Copy out the part of the material that opens with the line containing "Where can the long" and closes with the line containing "[1121, 197]", swapping "long black hair" for "dark hair" and keeping everything else the same.

--- Start ---

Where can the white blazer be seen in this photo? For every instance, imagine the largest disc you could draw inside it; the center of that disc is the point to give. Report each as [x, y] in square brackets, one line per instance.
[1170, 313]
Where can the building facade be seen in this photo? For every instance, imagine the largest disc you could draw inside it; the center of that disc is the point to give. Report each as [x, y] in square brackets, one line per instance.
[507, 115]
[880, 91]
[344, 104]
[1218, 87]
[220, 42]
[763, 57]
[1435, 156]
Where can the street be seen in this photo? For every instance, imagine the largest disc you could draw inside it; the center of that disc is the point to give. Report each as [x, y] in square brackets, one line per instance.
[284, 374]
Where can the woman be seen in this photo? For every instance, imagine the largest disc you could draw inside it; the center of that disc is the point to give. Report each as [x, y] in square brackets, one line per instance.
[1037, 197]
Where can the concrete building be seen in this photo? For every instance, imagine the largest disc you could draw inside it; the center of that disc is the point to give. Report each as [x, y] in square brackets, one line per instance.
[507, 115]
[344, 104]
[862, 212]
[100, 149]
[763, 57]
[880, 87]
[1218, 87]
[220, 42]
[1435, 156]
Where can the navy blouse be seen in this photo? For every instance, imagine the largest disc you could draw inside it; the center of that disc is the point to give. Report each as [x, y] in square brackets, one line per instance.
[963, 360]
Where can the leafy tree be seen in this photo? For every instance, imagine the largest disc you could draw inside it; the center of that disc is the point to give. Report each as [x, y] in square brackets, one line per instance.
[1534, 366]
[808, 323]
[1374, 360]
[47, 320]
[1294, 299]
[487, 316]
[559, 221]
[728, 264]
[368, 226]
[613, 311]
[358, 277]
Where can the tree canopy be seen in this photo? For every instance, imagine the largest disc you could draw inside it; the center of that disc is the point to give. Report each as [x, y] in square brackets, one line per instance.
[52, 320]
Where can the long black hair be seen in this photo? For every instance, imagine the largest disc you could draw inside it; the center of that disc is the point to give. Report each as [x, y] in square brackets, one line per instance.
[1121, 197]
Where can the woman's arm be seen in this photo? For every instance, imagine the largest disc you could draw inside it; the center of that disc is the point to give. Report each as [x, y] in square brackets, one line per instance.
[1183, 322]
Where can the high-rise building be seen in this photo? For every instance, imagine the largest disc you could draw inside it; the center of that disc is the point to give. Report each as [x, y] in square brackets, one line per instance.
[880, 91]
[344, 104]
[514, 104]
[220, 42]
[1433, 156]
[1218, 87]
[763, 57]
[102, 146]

--- End ---

▶ _OUTPUT FOR THIS EXERCISE_
Where can the dark hair be seen in this photo? For every instance, imagine the largest disc you could draw inside it; the center of that disc is the point to give. Report each as [x, y] in square brackets, one line per instance.
[1121, 197]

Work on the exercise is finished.